:: Text shown ::
Carol Ann Drazba


Carol Ann Elizabeth Drazba was one of the first two American nurses killed in the Vietnam War. She was from Dunmore, Pennsylvania and died in a helicopter crash.

Biography

Drazba was born in Waterbury, Connecticut during World War II, the daughter of Joseph Drazba and Marcella Drazba. She graduated from Dunmore High School in 1961. She trained as a nurse at Scranton State General Hospital, graduating in 1964 as a registered nurse.
In 1965, Drazba went to Vietnam with the Army Nurse Corps. She held the rank of second lieutenant, and served at the 3rd Field Hospital in Saigon. In February 1966, Drazba and another nurse, Elizabeth A. Jones, were among the seven American military personnel who died in a helicopter crash in Thua Thien Province, South Vietnam, when the helicopter hit electrical lines and burned. Drazba and Jones were the first two American women to die in the Vietnam War. Her remains were returned to the United States, and buried at Sacred Heart Cemetery in Scranton, Pennsylvania.
The Friends of the Forgotten and others pursued a posthumous Purple Heart decoration for Drazba in 2010. Their case rested on an alternative explanation for the helicopter's crash: if the helicopter was shot down instead of caught in wires, they suggested, Drazba's might be reclassified as a combat death, and qualify for a Purple Heart.

Region pointing data:
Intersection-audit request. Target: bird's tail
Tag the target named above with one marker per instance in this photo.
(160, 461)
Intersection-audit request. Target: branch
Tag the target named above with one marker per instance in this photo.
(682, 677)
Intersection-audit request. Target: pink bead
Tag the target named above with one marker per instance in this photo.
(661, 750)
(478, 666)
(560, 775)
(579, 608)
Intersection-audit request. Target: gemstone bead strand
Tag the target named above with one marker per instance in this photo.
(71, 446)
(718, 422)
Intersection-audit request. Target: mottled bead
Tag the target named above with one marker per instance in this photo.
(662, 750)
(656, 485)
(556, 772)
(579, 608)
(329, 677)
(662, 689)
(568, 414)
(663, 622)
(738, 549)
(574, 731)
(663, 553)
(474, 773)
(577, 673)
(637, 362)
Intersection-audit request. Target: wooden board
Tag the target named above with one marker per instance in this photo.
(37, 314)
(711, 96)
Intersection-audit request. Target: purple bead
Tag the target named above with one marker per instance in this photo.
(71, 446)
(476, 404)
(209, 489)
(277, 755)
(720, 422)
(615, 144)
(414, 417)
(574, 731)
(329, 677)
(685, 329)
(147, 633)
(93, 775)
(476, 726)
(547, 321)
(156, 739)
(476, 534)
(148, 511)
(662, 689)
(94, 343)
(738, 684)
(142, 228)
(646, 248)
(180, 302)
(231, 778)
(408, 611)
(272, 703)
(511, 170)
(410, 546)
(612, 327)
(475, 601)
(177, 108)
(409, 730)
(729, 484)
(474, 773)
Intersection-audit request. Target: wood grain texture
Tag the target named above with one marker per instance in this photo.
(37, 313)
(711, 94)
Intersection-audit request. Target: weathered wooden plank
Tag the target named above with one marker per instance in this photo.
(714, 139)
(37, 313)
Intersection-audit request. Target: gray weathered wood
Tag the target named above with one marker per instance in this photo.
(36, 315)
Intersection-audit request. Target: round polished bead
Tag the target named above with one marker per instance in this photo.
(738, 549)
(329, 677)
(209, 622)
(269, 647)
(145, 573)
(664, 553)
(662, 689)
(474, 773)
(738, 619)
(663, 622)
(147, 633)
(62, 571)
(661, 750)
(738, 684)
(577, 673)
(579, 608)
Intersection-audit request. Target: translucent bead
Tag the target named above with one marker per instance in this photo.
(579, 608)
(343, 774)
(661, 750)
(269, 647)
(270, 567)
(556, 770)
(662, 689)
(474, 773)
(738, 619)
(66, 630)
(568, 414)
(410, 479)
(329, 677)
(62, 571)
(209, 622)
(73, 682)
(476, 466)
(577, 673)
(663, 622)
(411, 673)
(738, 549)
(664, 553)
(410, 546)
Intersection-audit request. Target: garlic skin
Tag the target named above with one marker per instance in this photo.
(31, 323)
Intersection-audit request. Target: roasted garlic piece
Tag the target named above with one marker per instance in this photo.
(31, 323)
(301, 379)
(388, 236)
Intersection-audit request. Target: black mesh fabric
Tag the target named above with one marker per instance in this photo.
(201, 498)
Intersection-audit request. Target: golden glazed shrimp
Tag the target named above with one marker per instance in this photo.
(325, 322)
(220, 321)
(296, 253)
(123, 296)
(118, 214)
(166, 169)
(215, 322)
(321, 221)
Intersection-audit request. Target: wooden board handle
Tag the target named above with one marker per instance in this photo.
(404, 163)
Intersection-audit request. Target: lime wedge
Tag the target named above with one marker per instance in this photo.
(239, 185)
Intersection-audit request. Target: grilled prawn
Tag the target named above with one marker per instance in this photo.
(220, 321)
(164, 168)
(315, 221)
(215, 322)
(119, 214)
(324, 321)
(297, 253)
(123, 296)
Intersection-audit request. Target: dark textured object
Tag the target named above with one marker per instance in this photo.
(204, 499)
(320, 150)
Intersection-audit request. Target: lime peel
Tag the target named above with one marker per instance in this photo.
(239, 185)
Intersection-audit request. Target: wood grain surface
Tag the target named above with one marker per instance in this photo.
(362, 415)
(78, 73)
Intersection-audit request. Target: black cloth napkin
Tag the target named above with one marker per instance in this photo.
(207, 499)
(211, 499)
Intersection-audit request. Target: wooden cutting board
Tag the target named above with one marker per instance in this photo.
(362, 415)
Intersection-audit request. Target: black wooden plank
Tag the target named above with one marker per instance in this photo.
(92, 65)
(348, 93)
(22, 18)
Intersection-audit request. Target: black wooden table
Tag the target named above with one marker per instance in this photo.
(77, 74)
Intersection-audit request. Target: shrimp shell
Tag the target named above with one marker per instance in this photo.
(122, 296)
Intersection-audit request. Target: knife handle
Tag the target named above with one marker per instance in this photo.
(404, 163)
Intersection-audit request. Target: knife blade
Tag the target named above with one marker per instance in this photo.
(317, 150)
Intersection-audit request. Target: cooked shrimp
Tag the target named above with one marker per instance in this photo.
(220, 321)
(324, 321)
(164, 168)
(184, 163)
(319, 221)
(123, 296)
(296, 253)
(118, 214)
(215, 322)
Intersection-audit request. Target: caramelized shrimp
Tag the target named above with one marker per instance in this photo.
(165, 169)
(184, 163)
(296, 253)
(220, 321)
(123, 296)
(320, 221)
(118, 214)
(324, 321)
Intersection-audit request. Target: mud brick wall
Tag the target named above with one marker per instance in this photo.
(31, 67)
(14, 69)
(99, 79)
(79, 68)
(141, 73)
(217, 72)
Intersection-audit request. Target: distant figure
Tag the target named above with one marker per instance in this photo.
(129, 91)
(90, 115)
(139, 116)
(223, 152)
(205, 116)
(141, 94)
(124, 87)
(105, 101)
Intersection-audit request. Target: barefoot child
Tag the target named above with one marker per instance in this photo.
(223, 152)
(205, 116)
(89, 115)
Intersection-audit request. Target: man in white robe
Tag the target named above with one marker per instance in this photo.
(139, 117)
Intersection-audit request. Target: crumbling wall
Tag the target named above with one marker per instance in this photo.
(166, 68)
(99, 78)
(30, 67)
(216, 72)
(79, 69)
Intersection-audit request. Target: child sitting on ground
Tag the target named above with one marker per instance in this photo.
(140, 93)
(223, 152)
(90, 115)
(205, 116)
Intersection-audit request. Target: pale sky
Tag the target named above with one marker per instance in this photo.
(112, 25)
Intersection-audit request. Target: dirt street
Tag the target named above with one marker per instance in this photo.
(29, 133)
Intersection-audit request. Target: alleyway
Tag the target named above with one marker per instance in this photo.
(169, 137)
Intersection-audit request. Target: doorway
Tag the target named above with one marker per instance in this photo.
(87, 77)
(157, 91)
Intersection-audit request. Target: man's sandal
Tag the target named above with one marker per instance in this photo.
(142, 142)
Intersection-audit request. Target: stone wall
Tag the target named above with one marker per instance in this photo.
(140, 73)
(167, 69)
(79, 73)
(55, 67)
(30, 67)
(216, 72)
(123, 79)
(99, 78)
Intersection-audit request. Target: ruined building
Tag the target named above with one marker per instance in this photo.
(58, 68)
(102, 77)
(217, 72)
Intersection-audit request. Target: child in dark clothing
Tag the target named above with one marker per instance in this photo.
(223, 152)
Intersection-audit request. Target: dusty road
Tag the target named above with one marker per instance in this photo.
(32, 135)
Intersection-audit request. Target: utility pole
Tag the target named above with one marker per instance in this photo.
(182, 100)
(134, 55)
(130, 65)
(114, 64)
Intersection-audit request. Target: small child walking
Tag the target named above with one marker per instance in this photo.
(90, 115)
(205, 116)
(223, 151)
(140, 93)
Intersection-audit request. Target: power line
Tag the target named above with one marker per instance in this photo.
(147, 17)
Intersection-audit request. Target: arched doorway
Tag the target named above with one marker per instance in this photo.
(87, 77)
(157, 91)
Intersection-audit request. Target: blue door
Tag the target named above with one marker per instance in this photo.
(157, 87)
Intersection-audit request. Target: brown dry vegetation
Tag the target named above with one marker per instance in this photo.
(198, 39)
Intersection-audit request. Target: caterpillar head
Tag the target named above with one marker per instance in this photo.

:: Task to carry out ::
Reproduce the portion of the text about Carol Ann Drazba starting at "The Friends of" and ending at "a Purple Heart.".

:: Completed task ::
The Friends of the Forgotten and others pursued a posthumous Purple Heart decoration for Drazba in 2010. Their case rested on an alternative explanation for the helicopter's crash: if the helicopter was shot down instead of caught in wires, they suggested, Drazba's might be reclassified as a combat death, and qualify for a Purple Heart.